1. Not finding help here? Sign up for a free 30min tutor trial with Chegg Tutors
    Dismiss Notice
Dismiss Notice
Join Physics Forums Today!
The friendliest, high quality science and math community on the planet! Everyone who loves science is here!

Biochemistry: formation of a protein help needed

  1. Sep 20, 2013 #1
    1. The problem statement, all variables and given/known data

    I am to create "my own" protein that follows the primary structure, then can be formed to follow the secondary structure, and so on until of course the quaternary structure. I am looking for some help on creating my protein so that it meets these needs (first follows the primary structure and can form into the rest of the structures of proteins). Any starting points for my protein will be greatly appreciated. Thank you.


    2. Relevant equations



    3. The attempt at a solution
     
  2. jcsd
  3. Sep 20, 2013 #2

    epenguin

    User Avatar
    Homework Helper
    Gold Member

    Don't know what the question means. Are you asking about the experimental methods for creating a new, engineered, protein? Are you asking about how to design a protein, e.g. so as to be a catalyst with certain given properties? It is a very broad question and we don't know where you are starting from or why.

STUDY QUESTIONS.
**A.** In the protein thread, why does the Homework Helper say they don't know what the original question means? Answer in one to three sentences.
**B.** Transcribe the part of the protein thread starting with "I am to create" and going on through "appreciated. Thank you.".
The material after the protein thread plays no part in this exercise.

PROVIDED MATERIAL.
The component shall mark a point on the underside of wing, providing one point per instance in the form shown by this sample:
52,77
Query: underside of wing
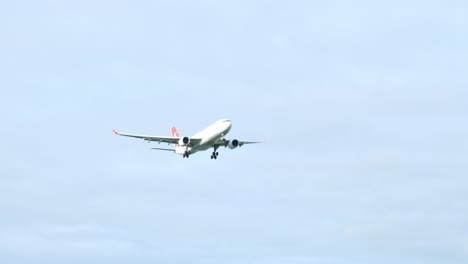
169,140
233,143
164,149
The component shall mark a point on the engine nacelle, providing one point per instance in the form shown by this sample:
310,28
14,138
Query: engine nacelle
233,144
184,141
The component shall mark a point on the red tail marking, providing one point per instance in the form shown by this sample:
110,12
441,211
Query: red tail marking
175,134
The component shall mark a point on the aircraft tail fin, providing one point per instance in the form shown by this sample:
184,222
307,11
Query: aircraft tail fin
175,133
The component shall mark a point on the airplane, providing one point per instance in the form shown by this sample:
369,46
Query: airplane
210,137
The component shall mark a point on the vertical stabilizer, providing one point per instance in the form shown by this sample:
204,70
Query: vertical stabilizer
175,134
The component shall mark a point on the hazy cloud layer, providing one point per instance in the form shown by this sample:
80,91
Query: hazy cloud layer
363,106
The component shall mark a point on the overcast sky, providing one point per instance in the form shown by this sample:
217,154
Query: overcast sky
363,105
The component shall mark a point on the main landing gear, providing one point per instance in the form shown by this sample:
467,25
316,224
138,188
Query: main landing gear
215,154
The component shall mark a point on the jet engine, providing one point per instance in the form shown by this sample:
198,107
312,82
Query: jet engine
184,141
233,144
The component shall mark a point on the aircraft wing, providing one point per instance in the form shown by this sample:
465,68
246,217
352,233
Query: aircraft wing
169,140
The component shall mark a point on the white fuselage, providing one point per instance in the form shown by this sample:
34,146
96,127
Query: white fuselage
208,136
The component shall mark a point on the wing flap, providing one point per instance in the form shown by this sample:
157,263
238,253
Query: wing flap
170,140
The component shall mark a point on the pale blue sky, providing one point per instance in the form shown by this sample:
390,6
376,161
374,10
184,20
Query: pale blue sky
363,105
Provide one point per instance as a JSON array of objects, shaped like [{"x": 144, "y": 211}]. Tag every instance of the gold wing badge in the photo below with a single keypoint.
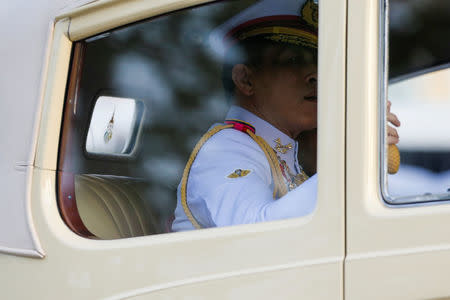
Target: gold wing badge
[{"x": 239, "y": 173}]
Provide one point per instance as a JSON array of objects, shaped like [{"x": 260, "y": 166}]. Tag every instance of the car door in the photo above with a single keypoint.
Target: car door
[
  {"x": 287, "y": 259},
  {"x": 397, "y": 225}
]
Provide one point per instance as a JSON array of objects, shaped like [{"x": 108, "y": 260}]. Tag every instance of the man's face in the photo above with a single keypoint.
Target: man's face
[{"x": 285, "y": 87}]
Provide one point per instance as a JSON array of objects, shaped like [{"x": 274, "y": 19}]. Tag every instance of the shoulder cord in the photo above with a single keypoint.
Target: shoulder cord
[{"x": 280, "y": 188}]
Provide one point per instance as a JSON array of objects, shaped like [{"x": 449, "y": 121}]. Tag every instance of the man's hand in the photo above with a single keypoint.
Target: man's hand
[{"x": 393, "y": 137}]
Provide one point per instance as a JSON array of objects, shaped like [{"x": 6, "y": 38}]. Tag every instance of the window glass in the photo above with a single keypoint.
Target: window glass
[
  {"x": 115, "y": 126},
  {"x": 127, "y": 164},
  {"x": 419, "y": 77}
]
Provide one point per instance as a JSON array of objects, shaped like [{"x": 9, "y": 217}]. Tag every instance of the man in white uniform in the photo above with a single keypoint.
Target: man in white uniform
[{"x": 246, "y": 170}]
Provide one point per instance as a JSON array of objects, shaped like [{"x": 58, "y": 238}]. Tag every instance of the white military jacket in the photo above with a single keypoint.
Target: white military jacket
[{"x": 230, "y": 181}]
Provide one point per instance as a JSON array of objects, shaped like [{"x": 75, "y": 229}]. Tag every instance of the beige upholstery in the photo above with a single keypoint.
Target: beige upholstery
[{"x": 113, "y": 207}]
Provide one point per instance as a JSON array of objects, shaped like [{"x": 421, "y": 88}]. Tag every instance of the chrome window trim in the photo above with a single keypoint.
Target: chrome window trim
[{"x": 383, "y": 73}]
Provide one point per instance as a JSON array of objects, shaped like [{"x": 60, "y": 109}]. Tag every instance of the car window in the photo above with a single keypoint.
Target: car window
[
  {"x": 141, "y": 97},
  {"x": 419, "y": 77}
]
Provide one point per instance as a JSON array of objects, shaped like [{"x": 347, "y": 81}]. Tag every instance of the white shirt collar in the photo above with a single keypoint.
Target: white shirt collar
[{"x": 269, "y": 133}]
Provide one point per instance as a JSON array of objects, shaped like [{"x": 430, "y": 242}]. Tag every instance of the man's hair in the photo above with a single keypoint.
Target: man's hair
[{"x": 251, "y": 52}]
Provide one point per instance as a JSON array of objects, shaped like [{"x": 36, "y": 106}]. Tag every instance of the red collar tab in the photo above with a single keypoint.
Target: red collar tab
[{"x": 240, "y": 125}]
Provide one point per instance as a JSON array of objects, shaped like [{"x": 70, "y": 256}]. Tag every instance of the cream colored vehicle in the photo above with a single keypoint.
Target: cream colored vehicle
[{"x": 91, "y": 157}]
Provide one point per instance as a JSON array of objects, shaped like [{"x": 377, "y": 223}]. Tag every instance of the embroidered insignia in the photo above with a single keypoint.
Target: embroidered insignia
[
  {"x": 282, "y": 148},
  {"x": 293, "y": 180},
  {"x": 310, "y": 13},
  {"x": 108, "y": 132},
  {"x": 239, "y": 173}
]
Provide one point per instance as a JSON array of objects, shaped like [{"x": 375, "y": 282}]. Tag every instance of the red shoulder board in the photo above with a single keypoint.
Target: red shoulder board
[{"x": 240, "y": 125}]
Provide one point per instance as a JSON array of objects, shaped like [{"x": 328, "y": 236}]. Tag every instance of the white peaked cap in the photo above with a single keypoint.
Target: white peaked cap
[{"x": 289, "y": 21}]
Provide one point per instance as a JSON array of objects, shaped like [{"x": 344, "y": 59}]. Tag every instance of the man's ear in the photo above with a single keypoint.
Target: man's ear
[{"x": 241, "y": 75}]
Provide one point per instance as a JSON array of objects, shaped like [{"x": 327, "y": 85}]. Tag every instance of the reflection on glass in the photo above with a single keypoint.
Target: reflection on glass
[
  {"x": 114, "y": 126},
  {"x": 419, "y": 76},
  {"x": 423, "y": 104}
]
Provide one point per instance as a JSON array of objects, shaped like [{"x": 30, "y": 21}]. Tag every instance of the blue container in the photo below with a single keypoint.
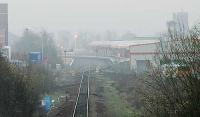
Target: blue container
[{"x": 35, "y": 57}]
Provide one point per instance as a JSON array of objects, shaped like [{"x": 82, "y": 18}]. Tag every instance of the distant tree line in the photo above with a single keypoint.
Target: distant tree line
[{"x": 175, "y": 90}]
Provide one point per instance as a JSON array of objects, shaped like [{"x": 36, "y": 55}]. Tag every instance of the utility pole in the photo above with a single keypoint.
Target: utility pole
[{"x": 65, "y": 58}]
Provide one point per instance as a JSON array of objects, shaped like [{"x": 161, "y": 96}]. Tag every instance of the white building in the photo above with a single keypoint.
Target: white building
[
  {"x": 139, "y": 53},
  {"x": 179, "y": 24},
  {"x": 142, "y": 55}
]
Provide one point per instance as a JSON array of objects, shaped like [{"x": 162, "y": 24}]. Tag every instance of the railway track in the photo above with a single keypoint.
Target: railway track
[{"x": 81, "y": 108}]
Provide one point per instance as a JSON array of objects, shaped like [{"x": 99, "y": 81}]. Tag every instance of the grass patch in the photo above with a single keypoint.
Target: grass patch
[{"x": 117, "y": 107}]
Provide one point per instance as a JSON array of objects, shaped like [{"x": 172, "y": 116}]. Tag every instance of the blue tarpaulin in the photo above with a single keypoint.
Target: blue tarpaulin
[{"x": 48, "y": 103}]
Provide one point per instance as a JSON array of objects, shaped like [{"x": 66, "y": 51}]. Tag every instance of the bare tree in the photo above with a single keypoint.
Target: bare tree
[{"x": 175, "y": 90}]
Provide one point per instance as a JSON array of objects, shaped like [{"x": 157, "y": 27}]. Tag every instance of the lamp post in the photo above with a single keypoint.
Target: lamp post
[
  {"x": 65, "y": 57},
  {"x": 75, "y": 42}
]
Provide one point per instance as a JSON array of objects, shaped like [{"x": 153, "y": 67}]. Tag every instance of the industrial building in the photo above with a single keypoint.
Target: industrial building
[{"x": 139, "y": 53}]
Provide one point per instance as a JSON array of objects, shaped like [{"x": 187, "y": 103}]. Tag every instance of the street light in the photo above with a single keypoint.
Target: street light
[{"x": 65, "y": 57}]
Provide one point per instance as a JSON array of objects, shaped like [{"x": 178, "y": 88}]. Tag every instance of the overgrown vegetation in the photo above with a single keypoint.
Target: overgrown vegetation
[
  {"x": 175, "y": 93},
  {"x": 18, "y": 94}
]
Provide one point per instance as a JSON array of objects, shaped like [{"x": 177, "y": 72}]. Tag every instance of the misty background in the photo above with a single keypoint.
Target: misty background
[{"x": 142, "y": 17}]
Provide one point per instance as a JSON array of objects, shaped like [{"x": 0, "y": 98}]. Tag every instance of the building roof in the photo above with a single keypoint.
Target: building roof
[{"x": 120, "y": 44}]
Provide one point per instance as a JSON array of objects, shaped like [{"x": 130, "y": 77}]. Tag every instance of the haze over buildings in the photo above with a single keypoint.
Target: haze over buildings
[{"x": 142, "y": 17}]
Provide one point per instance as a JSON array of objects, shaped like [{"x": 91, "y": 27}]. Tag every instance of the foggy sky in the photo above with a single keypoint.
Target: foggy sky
[{"x": 143, "y": 17}]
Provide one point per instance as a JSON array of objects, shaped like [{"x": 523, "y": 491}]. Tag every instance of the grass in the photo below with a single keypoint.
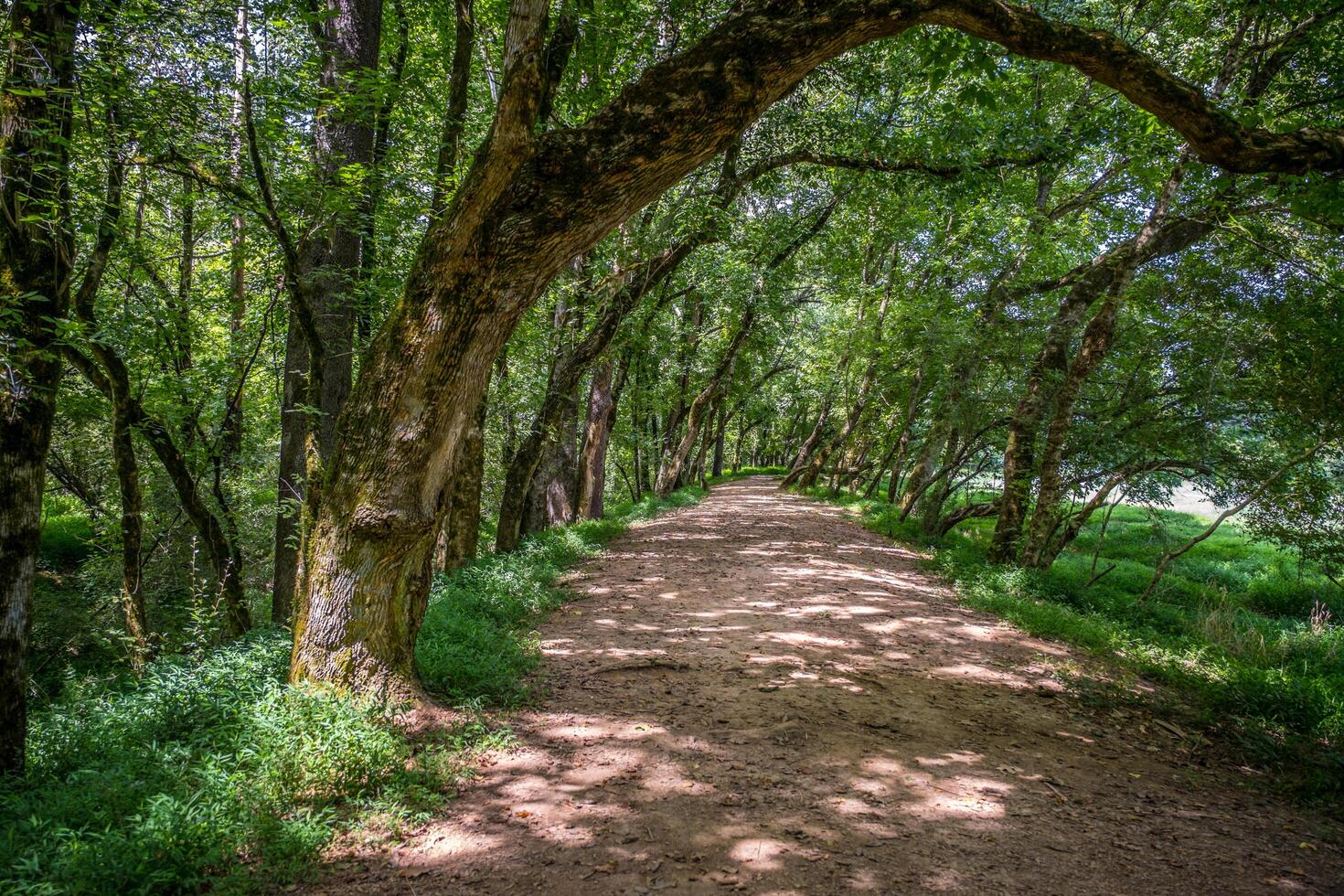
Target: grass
[
  {"x": 479, "y": 638},
  {"x": 1246, "y": 637},
  {"x": 211, "y": 772}
]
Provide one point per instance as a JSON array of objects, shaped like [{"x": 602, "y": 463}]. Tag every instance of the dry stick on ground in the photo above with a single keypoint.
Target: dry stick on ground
[{"x": 1212, "y": 527}]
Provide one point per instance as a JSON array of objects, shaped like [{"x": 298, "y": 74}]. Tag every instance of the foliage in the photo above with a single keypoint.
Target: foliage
[
  {"x": 210, "y": 770},
  {"x": 477, "y": 641},
  {"x": 1243, "y": 632}
]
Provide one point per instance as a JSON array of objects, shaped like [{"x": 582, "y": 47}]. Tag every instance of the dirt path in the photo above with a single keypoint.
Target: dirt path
[{"x": 758, "y": 695}]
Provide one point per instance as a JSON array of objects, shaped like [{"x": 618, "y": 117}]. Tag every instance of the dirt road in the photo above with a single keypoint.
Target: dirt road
[{"x": 757, "y": 695}]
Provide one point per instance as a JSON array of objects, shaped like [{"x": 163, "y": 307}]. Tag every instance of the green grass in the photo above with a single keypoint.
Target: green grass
[
  {"x": 211, "y": 772},
  {"x": 479, "y": 638},
  {"x": 1249, "y": 641},
  {"x": 208, "y": 770}
]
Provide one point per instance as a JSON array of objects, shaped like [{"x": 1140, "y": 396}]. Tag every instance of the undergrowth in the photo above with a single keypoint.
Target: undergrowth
[
  {"x": 211, "y": 772},
  {"x": 1247, "y": 637},
  {"x": 479, "y": 637}
]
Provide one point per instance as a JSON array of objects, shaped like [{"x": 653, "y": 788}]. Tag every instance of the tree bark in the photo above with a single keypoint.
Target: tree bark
[
  {"x": 560, "y": 400},
  {"x": 460, "y": 532},
  {"x": 319, "y": 374},
  {"x": 37, "y": 251},
  {"x": 132, "y": 535},
  {"x": 293, "y": 437},
  {"x": 532, "y": 202}
]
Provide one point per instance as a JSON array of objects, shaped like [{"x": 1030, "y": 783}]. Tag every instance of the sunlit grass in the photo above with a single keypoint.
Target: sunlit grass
[
  {"x": 479, "y": 638},
  {"x": 1249, "y": 637}
]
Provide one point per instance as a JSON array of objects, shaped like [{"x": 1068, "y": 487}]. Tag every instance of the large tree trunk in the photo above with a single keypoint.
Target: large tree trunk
[
  {"x": 132, "y": 536},
  {"x": 532, "y": 202},
  {"x": 1108, "y": 275},
  {"x": 37, "y": 251},
  {"x": 460, "y": 532},
  {"x": 552, "y": 492},
  {"x": 319, "y": 375}
]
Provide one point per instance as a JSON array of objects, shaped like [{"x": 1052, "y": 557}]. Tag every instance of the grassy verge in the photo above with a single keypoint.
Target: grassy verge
[
  {"x": 479, "y": 641},
  {"x": 1243, "y": 635},
  {"x": 212, "y": 772}
]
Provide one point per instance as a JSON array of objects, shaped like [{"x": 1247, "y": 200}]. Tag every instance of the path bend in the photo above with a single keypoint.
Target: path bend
[{"x": 757, "y": 695}]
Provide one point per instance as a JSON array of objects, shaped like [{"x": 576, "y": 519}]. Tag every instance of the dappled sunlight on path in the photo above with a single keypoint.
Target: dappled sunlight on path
[{"x": 757, "y": 695}]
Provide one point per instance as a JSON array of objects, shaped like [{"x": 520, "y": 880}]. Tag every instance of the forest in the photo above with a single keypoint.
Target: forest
[{"x": 365, "y": 360}]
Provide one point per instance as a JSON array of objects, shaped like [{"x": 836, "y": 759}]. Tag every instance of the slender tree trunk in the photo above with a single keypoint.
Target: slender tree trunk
[
  {"x": 720, "y": 432},
  {"x": 132, "y": 536},
  {"x": 603, "y": 400},
  {"x": 809, "y": 445},
  {"x": 534, "y": 200},
  {"x": 293, "y": 437}
]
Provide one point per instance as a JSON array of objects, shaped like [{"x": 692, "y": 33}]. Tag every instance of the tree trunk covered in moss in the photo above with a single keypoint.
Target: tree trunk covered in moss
[
  {"x": 320, "y": 377},
  {"x": 603, "y": 402},
  {"x": 460, "y": 532},
  {"x": 37, "y": 251},
  {"x": 534, "y": 200}
]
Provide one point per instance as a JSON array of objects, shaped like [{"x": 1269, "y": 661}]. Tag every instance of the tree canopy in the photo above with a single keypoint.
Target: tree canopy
[{"x": 303, "y": 300}]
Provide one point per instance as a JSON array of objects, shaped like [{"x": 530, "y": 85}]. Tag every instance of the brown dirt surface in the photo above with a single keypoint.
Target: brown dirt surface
[{"x": 757, "y": 695}]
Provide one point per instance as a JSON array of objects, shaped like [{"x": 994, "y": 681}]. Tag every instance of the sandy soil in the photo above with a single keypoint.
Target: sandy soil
[{"x": 757, "y": 695}]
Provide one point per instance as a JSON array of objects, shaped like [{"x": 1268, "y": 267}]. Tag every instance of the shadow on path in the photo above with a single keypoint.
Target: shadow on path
[{"x": 757, "y": 695}]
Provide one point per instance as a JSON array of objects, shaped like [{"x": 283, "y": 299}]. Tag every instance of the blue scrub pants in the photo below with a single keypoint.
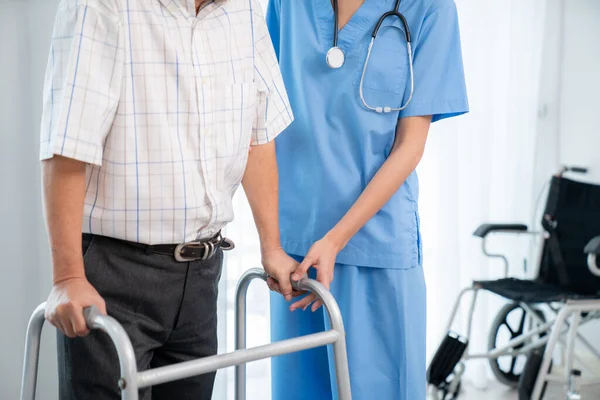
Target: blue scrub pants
[{"x": 384, "y": 317}]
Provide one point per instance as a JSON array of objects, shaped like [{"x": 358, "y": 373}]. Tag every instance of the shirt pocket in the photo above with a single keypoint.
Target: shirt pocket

RESPONSES FOR EACH TASK.
**A.** The helper says it is a very broad question. The helper also says they don't know where the poster is starting from or why the poster is asking.

**B.**
I am to create "my own" protein that follows the primary structure, then can be formed to follow the secondary structure, and so on until of course the quaternary structure. I am looking for some help on creating my protein so that it meets these needs (first follows the primary structure and can form into the rest of the structures of proteins). Any starting points for my protein will be greatly appreciated. Thank you.